● **EXERCISE 1**
According to the Big Brother 4 excerpt, how many people applied to be a housemate?
● **EXERCISE 2**
Continue the Big Brother 4 excerpt from its last sentence.

● **EXTRACT**
----
Big Brother 4 had more than 10,000 applicants apply to be a housemate.

===Presenters===
Davina McCall continued to host the main show and Dermot O'Leary continued to host the spin-off show, Big Brother's Little Brother. Marcus Bentley continued to narrate the show.

===Promotion===
This series was promoted as being a 'Back to Basics' edition; following the twists to the format introduced within the past series.

===Eye logo===
The shape of the eye remained the same as the previous year, but a different art design was used. The eye was multi-coloured with black and white stripes beaming from the pupil of the eye.

===Sponsorship===
The series was the last to be sponsored by O2. The mobile network had sponsored Big Brother since Big Brother 2 in 2001.

===Promotion controversy===
To promote the series, a large 210ft hill figure of the eye logo was painted on the top of White Horse Hill, Oxfordshire, right above the famous Uffington White Horse, believed to be around 3,000 years old. The eye first appeared on 1 May 2003 and was created by seven circlemakers. Although permission for the figure's construction was agreed to by The National Trust, the figure angered local residents. It was washed off the day after completion.
----
[Segmentation mask data]

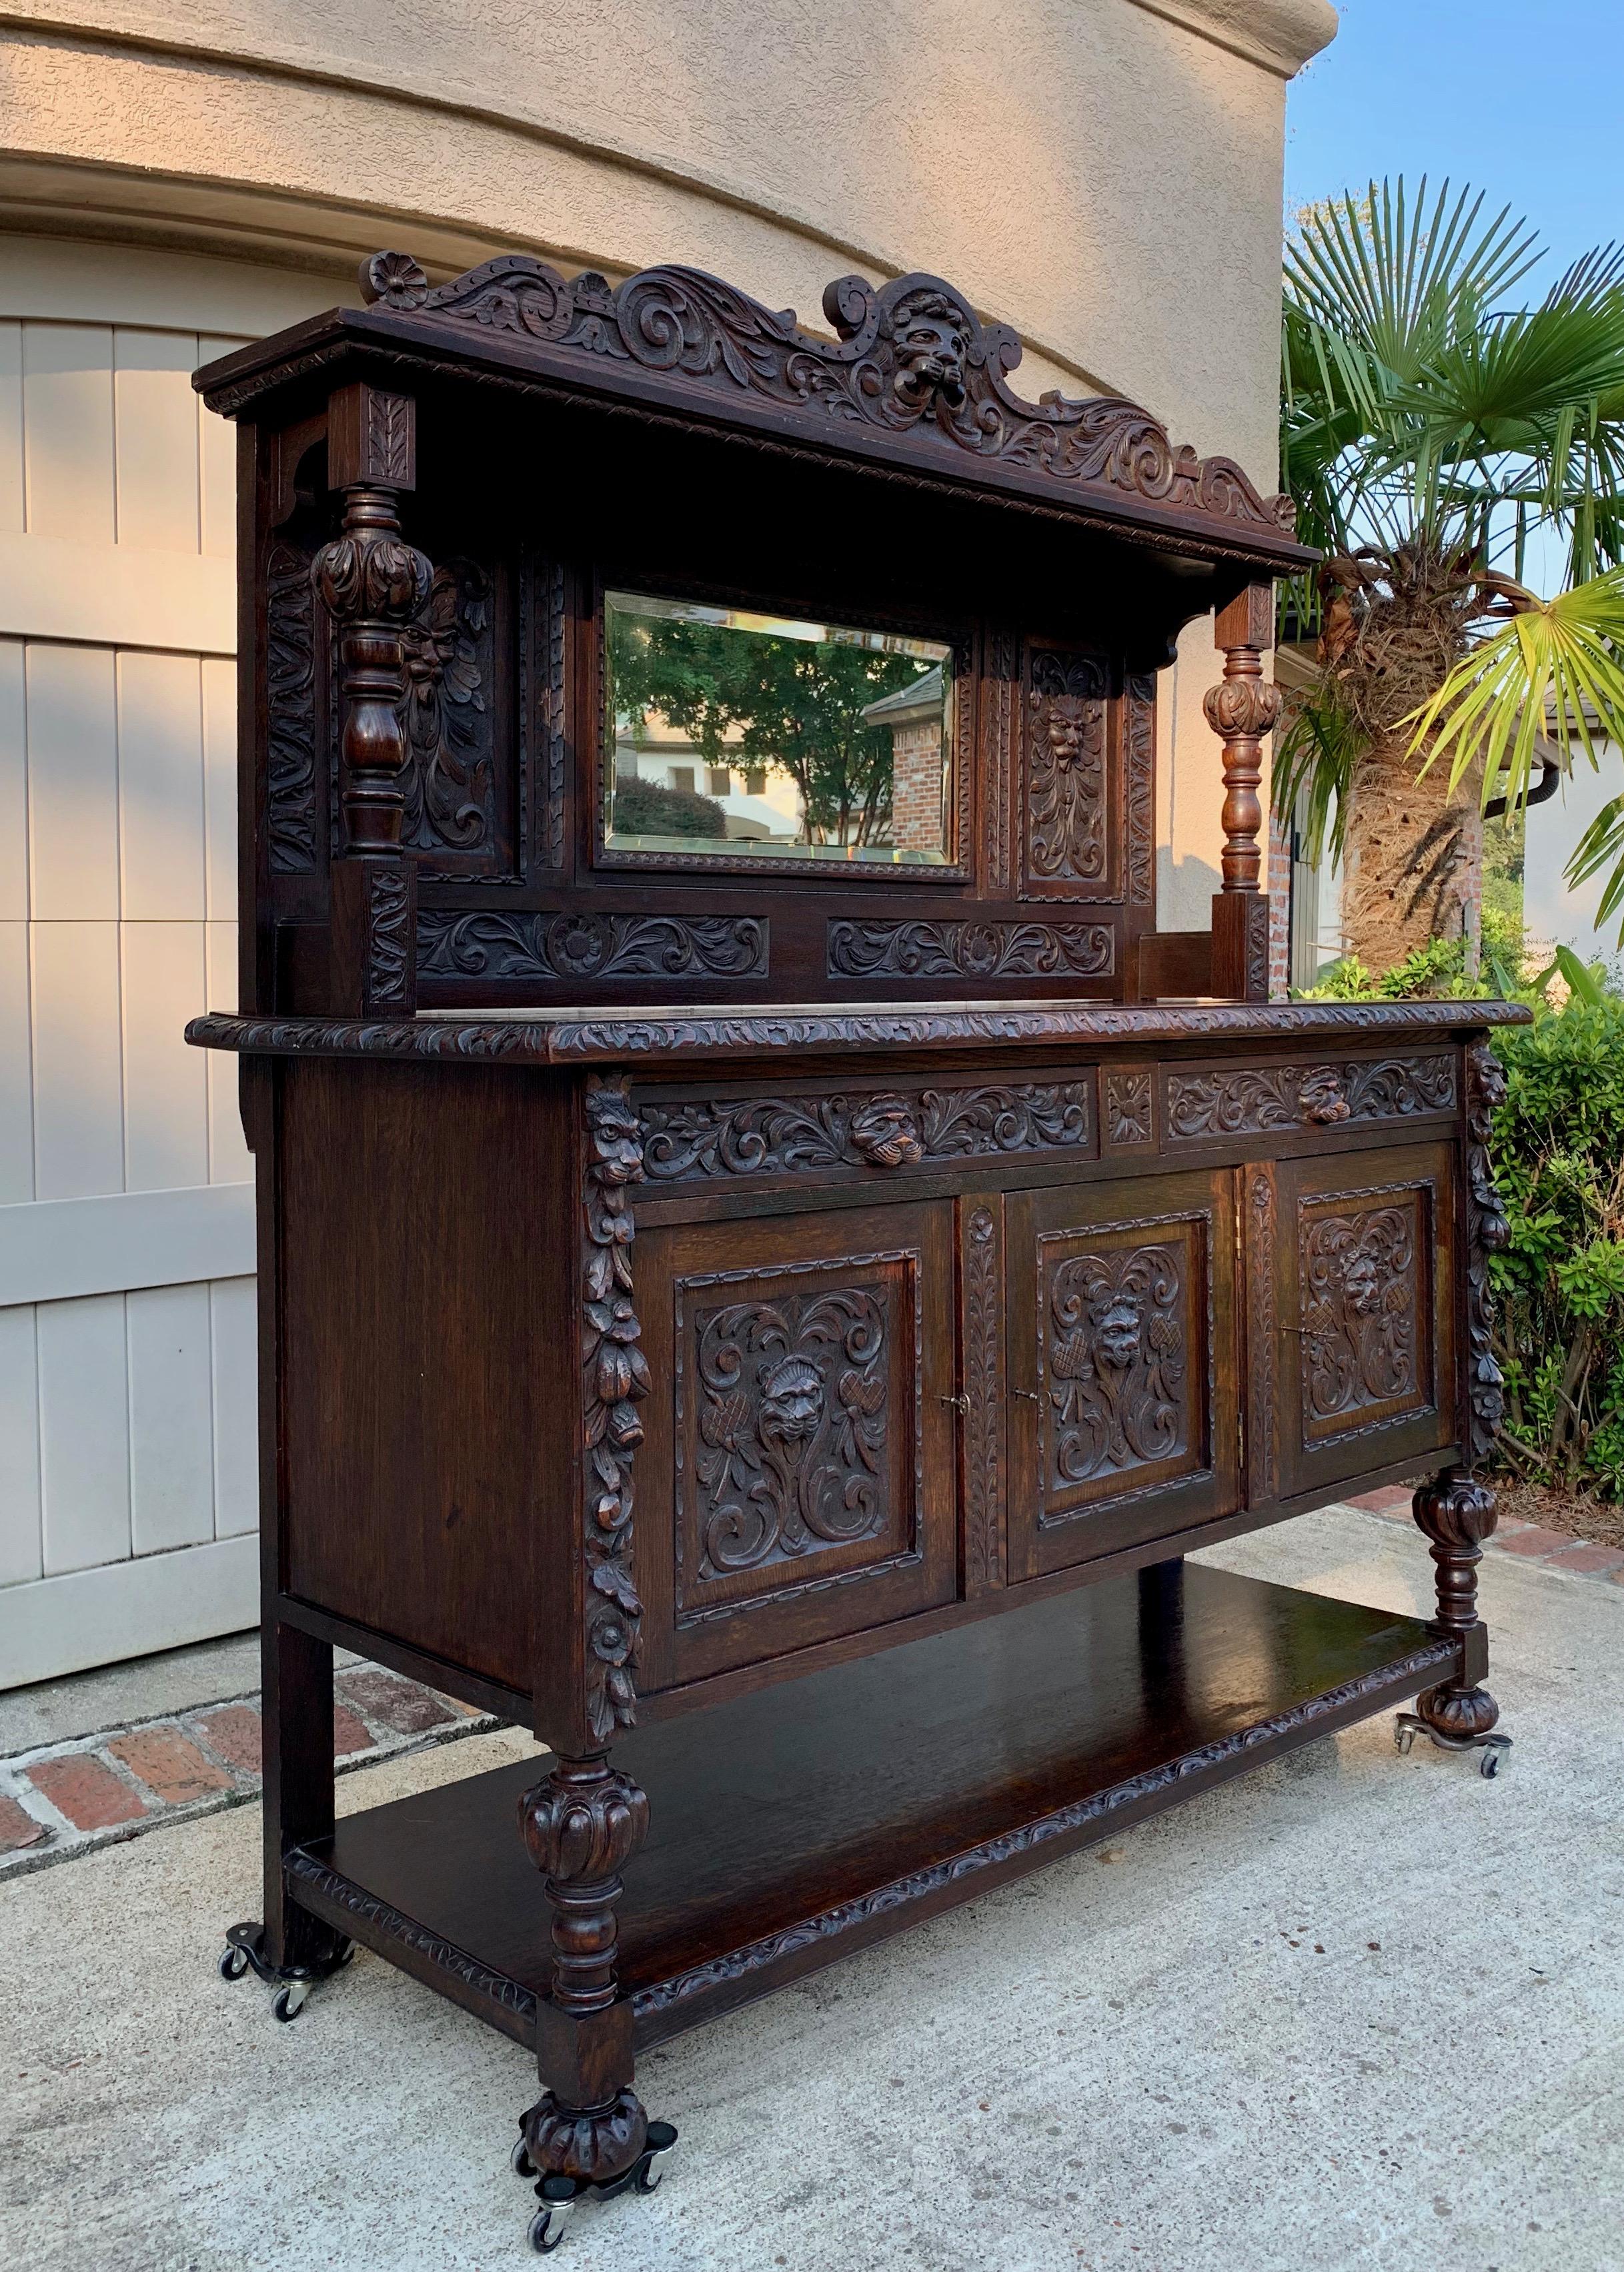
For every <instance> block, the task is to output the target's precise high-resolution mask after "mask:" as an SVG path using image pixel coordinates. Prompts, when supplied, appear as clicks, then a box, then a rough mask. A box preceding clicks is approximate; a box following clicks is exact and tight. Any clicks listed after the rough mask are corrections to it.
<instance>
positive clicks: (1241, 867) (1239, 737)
mask: <svg viewBox="0 0 1624 2272" xmlns="http://www.w3.org/2000/svg"><path fill="white" fill-rule="evenodd" d="M1213 636H1215V643H1217V648H1220V652H1222V657H1224V682H1222V686H1211V688H1208V693H1206V704H1204V707H1206V722H1208V725H1211V727H1213V732H1215V734H1217V736H1222V743H1224V813H1222V820H1224V888H1222V891H1220V893H1215V895H1213V993H1215V995H1224V997H1227V1000H1233V1002H1267V997H1270V900H1267V893H1263V891H1258V877H1261V868H1263V854H1261V852H1258V829H1261V827H1263V804H1261V800H1258V782H1261V779H1263V736H1265V734H1270V732H1272V729H1274V720H1276V718H1279V713H1281V695H1279V688H1276V686H1272V684H1270V682H1267V679H1265V677H1263V654H1265V650H1267V648H1272V645H1274V588H1272V586H1270V584H1249V586H1247V588H1245V591H1242V593H1240V598H1238V600H1231V602H1229V607H1224V609H1220V611H1217V623H1215V634H1213Z"/></svg>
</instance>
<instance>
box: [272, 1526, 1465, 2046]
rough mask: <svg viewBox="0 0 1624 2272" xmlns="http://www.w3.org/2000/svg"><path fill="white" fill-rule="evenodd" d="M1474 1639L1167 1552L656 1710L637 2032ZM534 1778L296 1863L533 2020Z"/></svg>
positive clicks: (1297, 1743) (1303, 1722)
mask: <svg viewBox="0 0 1624 2272" xmlns="http://www.w3.org/2000/svg"><path fill="white" fill-rule="evenodd" d="M1454 1661H1456V1645H1454V1640H1449V1638H1445V1636H1433V1634H1429V1631H1426V1627H1422V1624H1420V1622H1415V1620H1413V1618H1395V1615H1388V1613H1386V1611H1370V1609H1356V1606H1351V1604H1347V1602H1331V1599H1322V1597H1317V1595H1301V1593H1295V1590H1290V1588H1283V1586H1267V1584H1261V1581H1256V1579H1245V1577H1233V1574H1229V1572H1222V1570H1206V1568H1202V1565H1199V1563H1172V1565H1158V1568H1154V1570H1147V1572H1142V1574H1140V1577H1124V1579H1115V1581H1111V1584H1104V1586H1095V1588H1088V1590H1083V1593H1068V1595H1061V1597H1058V1599H1052V1602H1038V1604H1031V1606H1029V1609H1020V1611H1011V1613H1008V1615H1004V1618H995V1620H990V1622H979V1624H970V1627H963V1629H961V1631H956V1634H943V1636H936V1638H931V1640H918V1643H909V1645H906V1647H902V1649H895V1652H890V1654H888V1656H870V1659H863V1661H859V1663H854V1665H838V1668H831V1670H827V1672H813V1674H809V1677H806V1679H802V1681H795V1684H793V1686H777V1688H765V1690H759V1693H754V1695H747V1697H740V1699H736V1702H734V1704H722V1706H718V1709H713V1711H711V1713H709V1715H706V1720H704V1724H702V1727H700V1724H695V1722H688V1720H679V1722H670V1724H665V1727H652V1729H641V1731H638V1734H634V1736H627V1738H622V1743H620V1745H618V1747H616V1761H618V1765H620V1768H622V1772H627V1774H631V1777H634V1779H636V1784H638V1786H641V1788H643V1790H645V1793H647V1799H650V1829H647V1838H645V1845H643V1849H641V1852H638V1856H636V1863H634V1868H631V1870H629V1872H627V1893H625V1897H622V1899H620V1908H618V1929H620V1952H618V1961H620V1983H622V1993H625V1995H629V1999H631V2008H634V2015H636V2036H638V2043H641V2045H645V2043H656V2040H661V2038H663V2036H670V2033H675V2031H677V2029H681V2027H690V2024H693V2022H697V2020H704V2018H711V2015H713V2013H718V2011H725V2008H729V2006H731V2004H740V2002H745V1999H750V1997H754V1995H761V1993H765V1990H768V1988H777V1986H781V1983H784V1981H786V1979H795V1977H797V1974H802V1972H809V1970H813V1968H818V1965H824V1963H831V1961H836V1958H838V1956H843V1954H845V1952H847V1949H852V1947H861V1945H865V1943H868V1940H874V1938H879V1936H881V1933H888V1931H895V1929H897V1927H904V1924H911V1922H920V1920H922V1918H929V1915H934V1913H936V1911H940V1908H943V1906H949V1904H954V1902H965V1899H972V1897H974V1895H977V1893H983V1890H988V1888H990V1886H995V1883H1002V1881H1004V1879H1008V1877H1018V1874H1022V1872H1027V1870H1036V1868H1043V1865H1045V1863H1049V1861H1058V1858H1061V1856H1063V1854H1068V1852H1072V1849H1074V1847H1079V1845H1086V1843H1090V1840H1095V1838H1106V1836H1111V1834H1113V1831H1115V1829H1122V1827H1124V1824H1129V1822H1133V1820H1138V1818H1140V1815H1145V1813H1149V1811H1154V1809H1156V1806H1161V1804H1167V1799H1177V1797H1195V1793H1197V1790H1206V1788H1208V1786H1211V1784H1215V1781H1224V1779H1227V1777H1231V1774H1236V1772H1242V1770H1247V1768H1252V1765H1258V1763H1261V1761H1265V1759H1272V1756H1276V1754H1279V1752H1283V1749H1290V1747H1295V1745H1299V1743H1311V1740H1313V1738H1317V1736H1324V1734H1329V1731H1331V1729H1336V1727H1342V1724H1347V1722H1349V1720H1354V1718H1363V1715H1365V1713H1370V1711H1376V1709H1381V1706H1383V1704H1395V1702H1401V1699H1404V1697H1406V1695H1413V1693H1415V1690H1417V1688H1422V1686H1426V1684H1429V1681H1433V1679H1438V1677H1440V1668H1445V1670H1449V1668H1454ZM531 1777H534V1768H529V1765H525V1763H520V1765H513V1768H500V1770H495V1772H488V1774H479V1777H468V1779H466V1781H459V1784H447V1786H443V1788H441V1790H432V1793H420V1795H416V1797H407V1799H397V1802H393V1804H391V1806H379V1809H372V1811H368V1813H361V1815H350V1818H348V1820H345V1822H341V1824H338V1829H336V1831H334V1836H332V1840H316V1843H313V1845H309V1847H307V1849H304V1856H302V1858H300V1872H302V1874H300V1877H298V1881H295V1883H298V1890H300V1897H302V1899H309V1902H311V1906H313V1908H316V1911H318V1915H323V1918H325V1920H329V1922H336V1924H341V1922H345V1920H348V1929H350V1931H354V1933H357V1936H359V1938H363V1940H368V1945H372V1947H377V1949H382V1952H384V1954H388V1956H393V1958H395V1961H409V1958H411V1947H413V1940H416V1943H418V1947H416V1956H418V1961H416V1963H409V1970H422V1968H425V1965H427V1970H429V1972H434V1974H436V1986H441V1988H443V1993H452V1995H461V1999H466V2002H470V2004H472V2008H479V2011H482V2015H484V2018H488V2020H493V2022H495V2024H497V2027H504V2029H507V2031H509V2033H513V2036H518V2038H520V2040H527V2036H529V2029H531V2027H534V2011H536V1999H538V1997H541V1999H545V1995H547V1981H550V1945H547V1931H545V1918H543V1913H541V1908H538V1904H536V1895H534V1874H531V1870H529V1865H527V1861H525V1854H522V1847H520V1843H518V1838H516V1836H513V1834H511V1820H513V1809H516V1806H518V1799H520V1795H522V1790H525V1786H527V1784H529V1779H531ZM320 1870H325V1872H329V1877H327V1879H323V1877H318V1872H320ZM334 1879H343V1886H338V1883H334ZM368 1902H370V1904H375V1911H372V1915H370V1918H368V1915H366V1913H363V1904H368ZM386 1911H393V1913H395V1918H400V1920H402V1924H400V1929H395V1927H393V1924H391V1922H388V1918H386ZM429 1943H443V1945H445V1949H457V1952H461V1954H463V1956H466V1958H468V1961H470V1965H463V1968H459V1965H457V1963H454V1961H450V1958H438V1961H436V1958H434V1956H429V1954H427V1945H429ZM1058 1958H1061V1952H1056V1961H1058ZM479 1968H484V1972H486V1974H488V1983H486V1986H475V1979H472V1977H470V1972H472V1974H477V1970H479Z"/></svg>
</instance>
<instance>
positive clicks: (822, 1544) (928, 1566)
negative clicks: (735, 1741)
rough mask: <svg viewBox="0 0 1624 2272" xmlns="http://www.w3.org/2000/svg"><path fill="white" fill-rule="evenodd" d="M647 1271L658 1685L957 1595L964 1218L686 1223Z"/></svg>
mask: <svg viewBox="0 0 1624 2272" xmlns="http://www.w3.org/2000/svg"><path fill="white" fill-rule="evenodd" d="M634 1268H636V1286H638V1313H641V1315H643V1322H645V1347H647V1359H650V1372H652V1379H654V1393H652V1395H650V1400H647V1402H645V1406H643V1415H645V1425H647V1440H645V1450H643V1452H641V1454H638V1529H636V1538H638V1547H636V1552H638V1581H641V1588H643V1593H645V1602H647V1618H645V1668H643V1686H650V1688H654V1686H668V1684H672V1681H690V1679H702V1677H706V1674H711V1672H722V1670H729V1668H734V1665H745V1663H754V1661H759V1659H763V1656H777V1654H781V1652H786V1649H797V1647H806V1645H809V1643H813V1640H827V1638H831V1636H836V1634H852V1631H861V1629H863V1627H870V1624H881V1622H888V1620H893V1618H906V1615H911V1613H913V1611H920V1609H929V1606H934V1604H936V1602H947V1599H952V1595H954V1588H956V1534H954V1431H952V1418H954V1413H952V1402H949V1400H952V1393H954V1381H952V1286H954V1256H952V1206H949V1204H924V1206H906V1204H899V1206H861V1209H840V1211H831V1213H815V1216H811V1213H806V1216H754V1218H750V1220H743V1222H740V1220H731V1222H695V1225H679V1227H672V1229H665V1231H659V1229H656V1231H647V1234H641V1236H638V1247H636V1263H634Z"/></svg>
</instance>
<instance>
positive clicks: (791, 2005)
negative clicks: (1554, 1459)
----
● **TASK ANSWER 1**
More than 10,000.

● **TASK ANSWER 2**
This figure was one of several examples of the eye being presented as a geoglyph to promote the fourth series. Others included another hill figure, approximately half the size of that at Uffington, being placed next to Urquhart Castle, Loch Ness, Scotland, which appeared from 3–5 May, alongside a crop circle in a secret location in Southern England and as a depiction on a beach in Kidwelly, Wales.

===Broadcasts===
The series premiered on 23 May 2003, on Channel 4. The contestants were recorded 24 hours a day with cameras fixed around the house, and the wearing of portable microphones mandatory. Big Brother 4 was the second regular series to feature a live launch. The series ended on 25 July 2003, lasting for a total of 64 days. Channel 4 broadcast a 30-minute highlights show nightly, with each Friday episode being a live episode that saw one of the housemates evicted from the house. Live coverage from the house also remained a huge part of E4's daily and nightly schedule. A new show named Nominations Uncut was broadcast on E4 every Tuesday, in which it would show housemates nominations in full, rather than edited clips as seen in the main show. During Cameron's visit to Africa, E4 showed highlights of his stay straight after the main Channel 4 show.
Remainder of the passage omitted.